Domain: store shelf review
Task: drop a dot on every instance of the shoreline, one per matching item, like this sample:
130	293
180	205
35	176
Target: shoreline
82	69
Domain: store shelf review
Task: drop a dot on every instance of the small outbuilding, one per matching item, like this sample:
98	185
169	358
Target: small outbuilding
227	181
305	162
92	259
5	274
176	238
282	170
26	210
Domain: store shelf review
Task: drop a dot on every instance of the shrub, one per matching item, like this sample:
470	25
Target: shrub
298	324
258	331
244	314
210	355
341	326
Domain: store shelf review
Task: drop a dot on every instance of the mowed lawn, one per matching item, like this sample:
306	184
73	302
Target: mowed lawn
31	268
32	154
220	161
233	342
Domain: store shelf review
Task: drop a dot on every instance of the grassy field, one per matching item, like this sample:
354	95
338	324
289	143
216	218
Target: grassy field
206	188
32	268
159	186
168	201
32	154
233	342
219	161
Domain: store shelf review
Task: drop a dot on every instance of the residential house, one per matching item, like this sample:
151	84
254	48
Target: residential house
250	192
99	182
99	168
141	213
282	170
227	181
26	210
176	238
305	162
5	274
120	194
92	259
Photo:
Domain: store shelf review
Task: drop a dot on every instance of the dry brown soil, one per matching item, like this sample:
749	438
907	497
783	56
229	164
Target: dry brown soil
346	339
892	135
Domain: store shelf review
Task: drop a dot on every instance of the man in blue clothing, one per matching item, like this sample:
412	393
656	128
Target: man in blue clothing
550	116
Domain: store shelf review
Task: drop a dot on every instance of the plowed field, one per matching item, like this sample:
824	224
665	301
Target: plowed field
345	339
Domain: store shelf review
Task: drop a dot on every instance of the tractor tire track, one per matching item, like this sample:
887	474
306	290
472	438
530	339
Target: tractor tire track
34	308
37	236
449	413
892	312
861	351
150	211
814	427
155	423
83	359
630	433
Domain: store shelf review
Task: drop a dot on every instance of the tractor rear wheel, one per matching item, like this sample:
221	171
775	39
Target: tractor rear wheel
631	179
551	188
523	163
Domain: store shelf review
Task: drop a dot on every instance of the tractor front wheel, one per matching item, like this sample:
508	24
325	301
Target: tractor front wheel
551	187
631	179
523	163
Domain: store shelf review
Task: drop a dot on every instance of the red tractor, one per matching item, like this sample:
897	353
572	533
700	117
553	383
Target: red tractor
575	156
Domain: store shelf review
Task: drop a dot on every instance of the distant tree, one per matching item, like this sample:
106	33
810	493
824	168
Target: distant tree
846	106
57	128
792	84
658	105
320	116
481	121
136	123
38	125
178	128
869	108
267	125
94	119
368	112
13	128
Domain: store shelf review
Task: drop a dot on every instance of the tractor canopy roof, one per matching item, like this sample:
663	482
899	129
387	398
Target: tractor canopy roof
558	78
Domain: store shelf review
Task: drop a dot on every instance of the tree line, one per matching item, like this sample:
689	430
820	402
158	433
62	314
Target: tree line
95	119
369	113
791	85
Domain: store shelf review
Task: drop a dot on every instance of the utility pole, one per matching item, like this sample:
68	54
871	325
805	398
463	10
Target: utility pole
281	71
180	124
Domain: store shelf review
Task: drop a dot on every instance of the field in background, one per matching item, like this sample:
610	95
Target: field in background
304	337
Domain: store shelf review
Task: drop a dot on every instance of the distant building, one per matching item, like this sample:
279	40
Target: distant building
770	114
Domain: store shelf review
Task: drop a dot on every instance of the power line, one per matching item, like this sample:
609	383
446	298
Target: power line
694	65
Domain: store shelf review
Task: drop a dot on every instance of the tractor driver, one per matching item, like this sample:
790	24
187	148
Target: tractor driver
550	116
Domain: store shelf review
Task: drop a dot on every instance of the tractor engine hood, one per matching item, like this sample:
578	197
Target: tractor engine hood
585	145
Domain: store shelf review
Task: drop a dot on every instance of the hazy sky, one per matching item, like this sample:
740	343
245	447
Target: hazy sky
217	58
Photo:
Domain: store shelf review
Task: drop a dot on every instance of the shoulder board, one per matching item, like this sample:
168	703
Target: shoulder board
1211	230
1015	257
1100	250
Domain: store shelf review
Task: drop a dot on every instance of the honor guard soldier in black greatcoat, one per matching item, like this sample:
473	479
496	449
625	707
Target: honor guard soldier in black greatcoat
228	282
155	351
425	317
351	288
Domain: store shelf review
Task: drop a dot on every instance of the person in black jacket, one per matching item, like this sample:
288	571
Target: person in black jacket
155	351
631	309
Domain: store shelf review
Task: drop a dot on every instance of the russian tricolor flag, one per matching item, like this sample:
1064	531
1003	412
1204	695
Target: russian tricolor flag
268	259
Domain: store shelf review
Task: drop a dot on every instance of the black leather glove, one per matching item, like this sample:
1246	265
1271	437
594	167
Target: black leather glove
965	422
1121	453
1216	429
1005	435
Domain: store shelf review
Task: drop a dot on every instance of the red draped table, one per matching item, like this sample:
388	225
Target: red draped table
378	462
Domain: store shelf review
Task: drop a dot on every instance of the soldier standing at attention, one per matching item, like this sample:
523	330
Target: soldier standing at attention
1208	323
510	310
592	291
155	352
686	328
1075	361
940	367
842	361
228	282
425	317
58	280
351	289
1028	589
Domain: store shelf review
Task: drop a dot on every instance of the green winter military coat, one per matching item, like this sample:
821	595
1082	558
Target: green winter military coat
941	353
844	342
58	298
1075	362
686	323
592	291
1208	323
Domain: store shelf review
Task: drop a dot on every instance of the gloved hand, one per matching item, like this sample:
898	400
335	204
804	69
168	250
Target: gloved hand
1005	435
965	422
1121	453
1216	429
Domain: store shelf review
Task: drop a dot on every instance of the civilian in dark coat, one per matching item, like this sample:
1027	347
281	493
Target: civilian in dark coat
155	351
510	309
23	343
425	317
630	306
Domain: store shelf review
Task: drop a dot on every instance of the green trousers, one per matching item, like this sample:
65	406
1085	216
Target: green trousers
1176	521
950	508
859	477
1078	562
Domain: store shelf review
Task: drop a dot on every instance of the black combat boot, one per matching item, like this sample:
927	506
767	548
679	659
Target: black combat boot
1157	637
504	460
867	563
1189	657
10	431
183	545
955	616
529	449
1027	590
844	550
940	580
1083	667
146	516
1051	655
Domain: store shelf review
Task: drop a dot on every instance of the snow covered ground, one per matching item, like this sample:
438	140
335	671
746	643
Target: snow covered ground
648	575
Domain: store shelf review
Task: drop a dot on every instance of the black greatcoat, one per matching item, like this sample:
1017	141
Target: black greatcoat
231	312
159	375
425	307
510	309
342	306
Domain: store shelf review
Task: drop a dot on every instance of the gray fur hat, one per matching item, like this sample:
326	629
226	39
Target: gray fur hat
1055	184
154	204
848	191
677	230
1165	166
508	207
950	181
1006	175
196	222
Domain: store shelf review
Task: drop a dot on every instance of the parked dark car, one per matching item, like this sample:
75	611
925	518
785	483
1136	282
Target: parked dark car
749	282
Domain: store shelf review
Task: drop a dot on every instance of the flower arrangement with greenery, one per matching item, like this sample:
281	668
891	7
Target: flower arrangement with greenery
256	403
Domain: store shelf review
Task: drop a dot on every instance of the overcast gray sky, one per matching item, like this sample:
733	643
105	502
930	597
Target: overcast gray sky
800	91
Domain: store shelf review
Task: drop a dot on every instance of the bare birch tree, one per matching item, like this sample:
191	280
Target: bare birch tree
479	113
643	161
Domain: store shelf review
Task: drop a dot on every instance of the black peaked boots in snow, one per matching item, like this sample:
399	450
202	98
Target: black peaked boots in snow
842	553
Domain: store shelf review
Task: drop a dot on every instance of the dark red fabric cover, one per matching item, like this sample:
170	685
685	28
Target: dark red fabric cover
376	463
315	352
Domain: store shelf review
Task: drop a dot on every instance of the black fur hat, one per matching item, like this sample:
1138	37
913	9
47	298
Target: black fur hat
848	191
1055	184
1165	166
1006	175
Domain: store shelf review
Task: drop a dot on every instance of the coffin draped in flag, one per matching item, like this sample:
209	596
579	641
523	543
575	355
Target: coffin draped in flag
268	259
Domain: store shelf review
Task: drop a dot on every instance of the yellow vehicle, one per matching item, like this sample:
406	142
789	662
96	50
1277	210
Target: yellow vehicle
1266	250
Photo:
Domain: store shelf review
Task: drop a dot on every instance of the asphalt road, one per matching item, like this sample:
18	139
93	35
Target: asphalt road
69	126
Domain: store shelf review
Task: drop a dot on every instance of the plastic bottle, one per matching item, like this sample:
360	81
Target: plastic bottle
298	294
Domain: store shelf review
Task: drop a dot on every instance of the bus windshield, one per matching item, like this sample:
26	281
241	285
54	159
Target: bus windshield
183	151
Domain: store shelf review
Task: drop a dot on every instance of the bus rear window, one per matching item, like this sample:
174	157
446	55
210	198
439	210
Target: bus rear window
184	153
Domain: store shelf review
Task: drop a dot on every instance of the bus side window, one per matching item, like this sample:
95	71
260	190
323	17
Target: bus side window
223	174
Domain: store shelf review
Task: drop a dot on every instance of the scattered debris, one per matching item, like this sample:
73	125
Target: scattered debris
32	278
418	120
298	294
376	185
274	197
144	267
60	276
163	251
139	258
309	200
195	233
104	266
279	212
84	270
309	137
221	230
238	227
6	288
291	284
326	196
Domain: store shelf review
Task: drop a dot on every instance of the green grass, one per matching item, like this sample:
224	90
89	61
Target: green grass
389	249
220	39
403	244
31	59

* **WHAT THIS TASK INVOLVES**:
Return each line of the entries above that contains the word "civilian". Case counts, so uppercase and lowercase letters must match.

* **REPLY TO THE EXERCISE**:
Task: drop a dot on every instance of the civilian in dark coat, one per matching item, like this sample:
Target: civilian in dark coat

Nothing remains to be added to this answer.